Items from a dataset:
= = = =

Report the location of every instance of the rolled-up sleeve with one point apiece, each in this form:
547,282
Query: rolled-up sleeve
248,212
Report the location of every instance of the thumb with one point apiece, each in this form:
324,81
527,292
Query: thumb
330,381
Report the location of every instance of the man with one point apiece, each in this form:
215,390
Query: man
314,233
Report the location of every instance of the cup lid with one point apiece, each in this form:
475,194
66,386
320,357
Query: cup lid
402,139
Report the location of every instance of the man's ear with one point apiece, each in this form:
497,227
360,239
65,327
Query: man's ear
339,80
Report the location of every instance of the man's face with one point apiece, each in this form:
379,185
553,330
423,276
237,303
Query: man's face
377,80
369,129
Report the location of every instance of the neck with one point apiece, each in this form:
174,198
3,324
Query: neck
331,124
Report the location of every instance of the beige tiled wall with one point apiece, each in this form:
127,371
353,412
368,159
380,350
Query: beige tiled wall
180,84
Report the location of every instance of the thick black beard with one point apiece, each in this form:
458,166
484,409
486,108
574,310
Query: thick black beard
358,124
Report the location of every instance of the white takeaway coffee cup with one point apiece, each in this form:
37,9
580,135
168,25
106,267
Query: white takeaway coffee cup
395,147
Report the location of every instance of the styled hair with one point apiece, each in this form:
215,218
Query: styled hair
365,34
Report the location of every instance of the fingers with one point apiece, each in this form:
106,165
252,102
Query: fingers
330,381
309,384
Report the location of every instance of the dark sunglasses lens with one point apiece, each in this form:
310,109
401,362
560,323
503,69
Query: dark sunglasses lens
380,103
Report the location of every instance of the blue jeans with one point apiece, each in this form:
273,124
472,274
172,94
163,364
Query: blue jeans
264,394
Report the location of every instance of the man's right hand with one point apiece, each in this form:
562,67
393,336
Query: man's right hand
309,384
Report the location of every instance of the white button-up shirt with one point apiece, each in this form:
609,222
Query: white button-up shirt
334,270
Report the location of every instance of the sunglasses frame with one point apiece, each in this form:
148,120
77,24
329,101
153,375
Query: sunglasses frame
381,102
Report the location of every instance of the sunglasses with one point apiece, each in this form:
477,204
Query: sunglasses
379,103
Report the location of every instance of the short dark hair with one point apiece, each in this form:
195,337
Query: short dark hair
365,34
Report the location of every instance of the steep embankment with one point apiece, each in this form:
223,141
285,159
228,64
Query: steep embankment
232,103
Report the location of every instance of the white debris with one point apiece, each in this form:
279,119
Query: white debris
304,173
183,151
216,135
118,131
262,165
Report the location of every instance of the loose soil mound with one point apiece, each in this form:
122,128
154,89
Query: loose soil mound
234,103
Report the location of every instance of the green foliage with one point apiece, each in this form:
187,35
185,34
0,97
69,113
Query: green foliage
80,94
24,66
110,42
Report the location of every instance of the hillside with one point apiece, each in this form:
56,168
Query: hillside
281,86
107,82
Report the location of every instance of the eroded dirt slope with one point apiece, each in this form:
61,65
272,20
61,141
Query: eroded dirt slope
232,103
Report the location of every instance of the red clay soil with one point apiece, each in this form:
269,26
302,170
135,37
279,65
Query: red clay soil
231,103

= = = =

→ What to work on:
Your reply must be a faithful copy of each entry above.

→ Task output:
Report the location of every instance of the rolled-up sleeve with one point apiece, each in this form:
547,282
Query: rolled-up sleeve
248,212
Report the location of every instance of the thumb with one point apiece, each in this form:
324,81
527,292
Query: thumb
330,381
Report the location of every instance of the man with one point apiece, each in this form:
215,390
Query: man
314,233
Report the location of every instance of the cup lid with one point apiece, each in this form:
475,194
66,386
320,357
Query: cup lid
402,139
Report the location of every instance of the man's ear with one point apiece, each in this form:
497,227
360,239
65,327
Query: man's ear
339,80
Report the location of every instance of the man's face with one point apiece, each in this form:
379,185
553,330
423,276
237,303
Query: man's face
377,80
369,129
Report the location of every instance of the neck with one point apiece, each in this form:
174,198
3,324
Query: neck
331,124
Report the location of every instance of the beige tiled wall with one point apiece, each in this form:
127,371
353,412
368,159
380,350
Query: beige tiled wall
180,84
Report the location of every instance of the thick black beard with one point apiece, each in this form:
458,166
484,409
486,108
574,310
Query: thick black beard
358,124
Report the location of every instance of the white takeaway coffee cup with one point apiece, each in this form:
37,9
580,135
168,25
106,267
Query: white takeaway coffee cup
395,147
Report the location of every instance of the styled hair with one point apiece, each in this form:
215,218
Query: styled hair
365,34
Report the location of every instance of the fingers with one point apiece, each in this form:
106,165
252,102
Query: fingers
330,381
309,384
Report the location of every instance of the dark sunglasses lens with one point apiece, each in this form:
310,109
401,362
560,323
503,69
Query: dark sunglasses lens
380,103
Report the location of every instance of the blue jeans with one point apiece, each in this form:
273,124
472,274
172,94
163,364
Query: blue jeans
264,394
Report the location of every instance of the man's right hand with one point apiece, each in this form:
562,67
393,336
Query: man's right hand
309,384
Report the location of every instance of the white button-up shirt with one point apiece, each in this form:
609,222
Query: white button-up shirt
334,270
Report the location of every instance of the sunglasses frame with one point apiece, each in this form:
148,120
77,24
329,101
153,375
Query: sunglasses frame
381,102
Report the location of every instance of the sunglasses with one point apiece, each in this form:
477,204
Query: sunglasses
379,103
Report the location of every instance of the short dark hair with one point apiece, each in this form:
195,337
Query: short dark hair
365,34
Report the location of every instance of the steep embankment with one point apiece, each in this form:
223,141
285,159
228,64
Query: steep embankment
232,103
Report the location of every instance of the white debris with one point apiece, each in this form:
279,119
Query: white debris
304,173
183,151
216,135
118,131
262,165
Report the location of every instance of the loose soil mound with one point apiece, each in this form:
122,128
154,89
Query: loose soil mound
234,103
Report the location of every instance of the green foliage with one point apiece, each in this form:
187,35
185,34
0,97
69,113
Query: green foliage
80,94
24,66
110,42
Report the location of every instance of the hillside with one point apiece, each in this form:
56,168
Query: hillside
281,86
107,82
Report the location of every instance of the eroded dirt slope with one point apiece, each in this form:
61,65
272,20
61,141
Query: eroded dirt slope
232,103
Report the location of every instance of the red clay soil with one point apiece, each in this form:
269,26
302,170
135,37
279,65
Query: red clay soil
231,103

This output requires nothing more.